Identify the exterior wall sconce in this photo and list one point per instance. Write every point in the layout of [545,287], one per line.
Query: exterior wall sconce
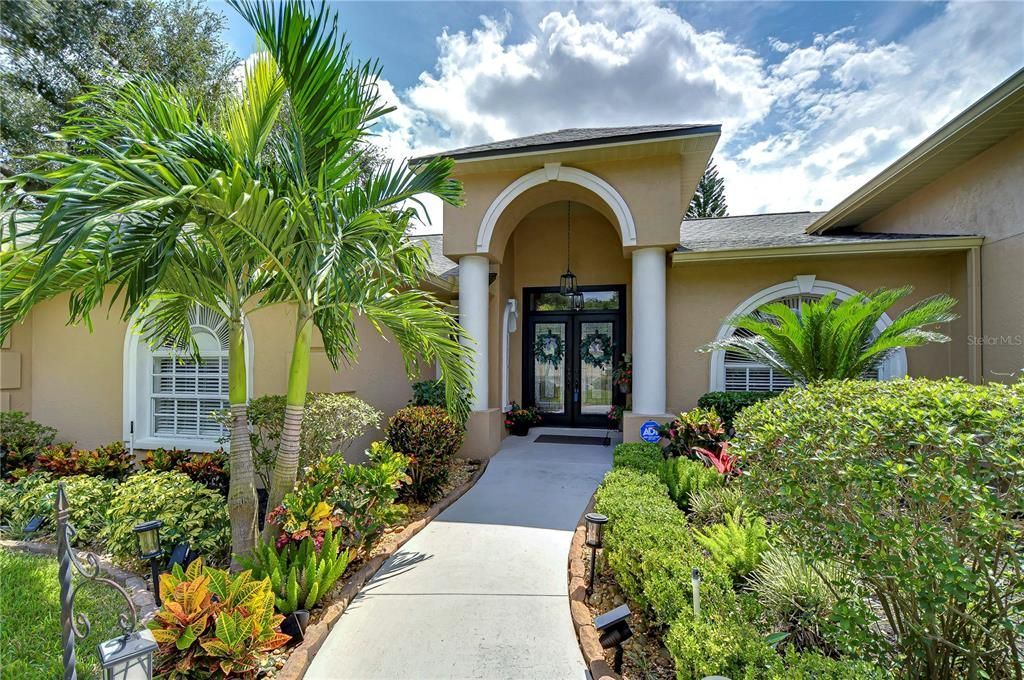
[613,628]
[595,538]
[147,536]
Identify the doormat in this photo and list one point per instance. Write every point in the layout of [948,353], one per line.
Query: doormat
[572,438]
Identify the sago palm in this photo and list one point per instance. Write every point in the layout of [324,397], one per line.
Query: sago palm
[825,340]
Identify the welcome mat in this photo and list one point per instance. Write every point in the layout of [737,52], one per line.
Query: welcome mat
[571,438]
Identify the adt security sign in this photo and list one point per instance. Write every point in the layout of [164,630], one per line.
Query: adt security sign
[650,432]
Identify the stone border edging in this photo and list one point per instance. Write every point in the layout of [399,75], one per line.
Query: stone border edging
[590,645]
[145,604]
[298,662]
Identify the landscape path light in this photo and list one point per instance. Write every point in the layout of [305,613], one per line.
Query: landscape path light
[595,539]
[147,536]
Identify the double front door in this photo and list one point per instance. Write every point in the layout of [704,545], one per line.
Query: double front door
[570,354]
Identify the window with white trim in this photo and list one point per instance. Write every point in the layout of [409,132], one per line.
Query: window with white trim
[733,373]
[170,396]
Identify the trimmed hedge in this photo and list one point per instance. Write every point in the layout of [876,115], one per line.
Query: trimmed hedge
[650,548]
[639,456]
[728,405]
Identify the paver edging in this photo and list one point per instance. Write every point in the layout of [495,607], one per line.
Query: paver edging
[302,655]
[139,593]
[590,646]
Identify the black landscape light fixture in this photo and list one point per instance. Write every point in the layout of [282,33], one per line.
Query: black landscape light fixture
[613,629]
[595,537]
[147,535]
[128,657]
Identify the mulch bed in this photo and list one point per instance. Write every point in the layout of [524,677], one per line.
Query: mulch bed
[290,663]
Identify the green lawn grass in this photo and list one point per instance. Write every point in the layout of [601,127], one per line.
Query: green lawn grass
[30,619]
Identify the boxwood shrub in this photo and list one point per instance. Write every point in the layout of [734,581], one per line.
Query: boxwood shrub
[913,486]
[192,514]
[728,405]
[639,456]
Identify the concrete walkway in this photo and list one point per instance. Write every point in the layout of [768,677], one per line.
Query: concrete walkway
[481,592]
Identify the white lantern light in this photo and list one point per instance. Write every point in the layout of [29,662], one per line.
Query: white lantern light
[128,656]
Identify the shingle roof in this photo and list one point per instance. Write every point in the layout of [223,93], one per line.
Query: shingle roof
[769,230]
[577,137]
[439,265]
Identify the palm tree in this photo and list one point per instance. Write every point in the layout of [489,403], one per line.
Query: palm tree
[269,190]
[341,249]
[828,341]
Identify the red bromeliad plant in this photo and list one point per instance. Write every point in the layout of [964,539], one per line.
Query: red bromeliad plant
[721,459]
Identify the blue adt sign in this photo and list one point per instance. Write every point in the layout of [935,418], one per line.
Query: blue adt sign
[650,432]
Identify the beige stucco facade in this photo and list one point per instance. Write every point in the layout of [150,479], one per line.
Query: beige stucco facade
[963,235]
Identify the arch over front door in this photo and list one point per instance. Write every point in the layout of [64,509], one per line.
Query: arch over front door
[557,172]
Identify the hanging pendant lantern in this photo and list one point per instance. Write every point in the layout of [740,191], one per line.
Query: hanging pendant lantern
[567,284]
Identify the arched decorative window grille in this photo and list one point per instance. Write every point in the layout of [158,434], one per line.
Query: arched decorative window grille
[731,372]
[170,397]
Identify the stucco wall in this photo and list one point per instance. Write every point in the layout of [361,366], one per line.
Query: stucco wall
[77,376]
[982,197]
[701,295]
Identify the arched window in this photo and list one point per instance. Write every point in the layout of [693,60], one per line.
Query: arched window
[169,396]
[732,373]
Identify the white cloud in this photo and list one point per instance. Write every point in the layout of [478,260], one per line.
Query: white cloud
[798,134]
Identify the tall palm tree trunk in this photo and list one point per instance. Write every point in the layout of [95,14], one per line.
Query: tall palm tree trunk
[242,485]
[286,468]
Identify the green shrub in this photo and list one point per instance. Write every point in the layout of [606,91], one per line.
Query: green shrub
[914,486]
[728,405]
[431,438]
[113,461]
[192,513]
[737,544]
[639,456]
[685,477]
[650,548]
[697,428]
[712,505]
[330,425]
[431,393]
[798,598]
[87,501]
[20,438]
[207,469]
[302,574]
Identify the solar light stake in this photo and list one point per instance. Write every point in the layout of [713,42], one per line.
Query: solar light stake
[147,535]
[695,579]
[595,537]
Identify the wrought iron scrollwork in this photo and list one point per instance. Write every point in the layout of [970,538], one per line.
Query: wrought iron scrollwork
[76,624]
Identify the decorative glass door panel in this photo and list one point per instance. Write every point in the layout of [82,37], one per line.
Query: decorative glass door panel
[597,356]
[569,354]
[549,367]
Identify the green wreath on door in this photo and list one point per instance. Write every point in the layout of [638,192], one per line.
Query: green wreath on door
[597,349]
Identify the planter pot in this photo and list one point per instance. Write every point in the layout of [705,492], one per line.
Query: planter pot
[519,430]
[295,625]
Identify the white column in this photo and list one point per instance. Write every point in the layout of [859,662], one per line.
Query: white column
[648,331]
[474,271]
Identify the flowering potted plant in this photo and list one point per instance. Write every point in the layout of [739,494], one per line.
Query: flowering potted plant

+++

• [What to do] Your job is to transcribe the entries above exactly; skip the pictures.

• [Task result]
Identify the exterior wall sconce in this photo and list one point per instance. Write every point in the layout of [545,287], one per line.
Query: exterior wall sconce
[613,628]
[595,538]
[147,536]
Identify the doormat in this photo and list one point per instance. Write every point in the layout of [948,353], one per line.
Query: doormat
[572,438]
Identify the sago palm in this photo and list one point per instance. Write every point in the layout of [324,397], one per line.
Query: sago palm
[825,340]
Identify the welcome mat in this photo and list one point per instance. Write every point in the layout of [737,52], one per line.
Query: welcome mat
[571,438]
Identify the adt security sign in this photo and list one point per instance. Write every point in the layout of [164,630], one per line.
Query: adt security sign
[650,432]
Identify the stone border edging in this photo and list one point per instance. Write every point in the layout of [399,75], one per line.
Query: stone border edging
[590,645]
[145,604]
[298,662]
Identify the landscape path light in this photo and list one point per instance. Write every point in the layout of [305,613], one per line.
Query: landscape path light
[595,539]
[147,536]
Identify the double front door in this photo and list one point per instance. Write every point in the layout of [704,545], one per line.
Query: double front door
[570,354]
Identify the window with white trim in this photo and list one point per instance. Write every point in the layout of [409,132], one per line.
Query: window with white trim
[733,373]
[170,396]
Identify the trimmed hedge in this photo and list one point per instance. Write every point in the layout of [876,115], one per line.
Query: trimmed hedge
[650,548]
[639,456]
[728,405]
Identify the paver edging in this photo and list one point per instance. Write every point in the layout of [495,607], one per line.
Query: paver edging
[302,655]
[139,593]
[590,646]
Identify the black landscape light fixture in this photo and list one point per instance. Write every point in the layout of [282,33], one per line.
Query: black landscape light fixture
[613,629]
[595,537]
[147,535]
[128,657]
Identify the mulch bed in this photo and list one point per instance. Write every point in the layout of [524,677], one per line.
Query: mulch bed
[290,663]
Identify the green lawn grass in this photo and list one point per instance. Write every point in the layout of [601,127], one per line.
Query: green lawn grass
[30,619]
Identify the boxwood shrub in this photo and list one point per instance. Write every point in the layout of [734,581], one per line.
Query: boxwood shrub
[913,486]
[192,514]
[728,405]
[639,456]
Identify the concrete walkway in this photo and list one point per instance. Write every point in the layout of [768,677], one per line.
Query: concrete walkway
[481,592]
Identify the white lantern light in this photo and list one point per instance. Write every point in the layout of [29,662], one per line.
Query: white lantern light
[128,656]
Identify the shingle roof in this photo and list one point per instance. Write every point in the layout of [223,93], one per line.
Query: shingle roof
[769,230]
[577,137]
[439,265]
Identify the palm tree in this photo and list one point per instance. Write every point in the layout of [489,403], one per line.
Query: palm tree
[269,190]
[341,249]
[828,341]
Identify the red bromeliad plant in this photo and list one point per instance. Write every point in the layout of [964,539], one per line.
Query: red bromeliad plant
[721,459]
Identify the blue adt sign in this photo and list one point per instance. Write every point in the layout of [935,418], one per line.
Query: blue adt sign
[650,432]
Identify the beige stucco facade in this photo and list one point per instance. Write every point in the layout of [150,479], one per line.
Query: beige stucco facade
[963,235]
Identify the arch over front door in this photo and list one point per instance. Write every point in the layout of [64,509], one per line.
Query: arch over front door
[557,172]
Identify the hanging pendant lantern in this photo and list one point per instance. Write every point in the layout of [740,191], one per line.
Query: hanging pendant lantern
[567,284]
Identify the arched decorative window grille in this photo and list one point per instance. Write every point in the layout of [158,434], one per line.
Query: arched decorative window grille
[731,372]
[170,397]
Identify the stucco wall in this photo and list one point per instance. Write every point in the layout of [361,366], one per line.
Query: stucco wall
[77,376]
[982,197]
[701,295]
Identify the arched window in this photo and list one point per instance. Write every point in the layout of [693,60], one per line.
Query: arched window
[169,396]
[732,373]
Identify the white cloud in this photo and list one point per instance. Write every point in the layout of [478,260], one per line.
Query: white cloud
[798,134]
Identify the tall palm tree trunk in this photo and list one point per instance. Write every point in the layout of [95,14], one per line.
Query: tall palm tree trunk
[242,485]
[286,468]
Identify the green shrub in this photo and list one point per instance. Write every point in the layout of [606,91], one per line.
Query: green shrub
[914,486]
[728,405]
[431,438]
[113,461]
[192,513]
[737,544]
[639,456]
[685,477]
[650,548]
[697,428]
[712,505]
[330,425]
[431,393]
[798,598]
[87,501]
[20,438]
[207,469]
[302,574]
Identify the solar light stake in this photo and list one point per instance. Write every point in the layout of [713,42], one per line.
Query: solar light stake
[147,535]
[695,579]
[595,537]
Identify the wrought iron scrollwork in this photo and list one point per instance. Write every point in the layout of [970,538], one per line.
Query: wrought iron scrollwork
[76,624]
Identify the decorative glass door panel in this photo and list one point per instance. Write every point in the layout of [82,37], one per line.
Query: decorative glass door panel
[597,356]
[569,354]
[549,367]
Identify the green wreath on door in this photo and list one point per instance. Write every point in the layout of [638,192], one per line.
Query: green wreath on door
[597,349]
Identify the planter pot in this photo and list one point per instance. Write every point in the layout of [705,492], one per line.
Query: planter pot
[519,430]
[295,625]
Identify the white column in this photo and list one point per instance. Write every point in the layout of [859,662], one per line.
Query: white column
[648,331]
[474,271]
Identify the flowering potted plant in this photo and list one point per instance. Write every point in the layout of [739,494], one per line.
Query: flowering potted plant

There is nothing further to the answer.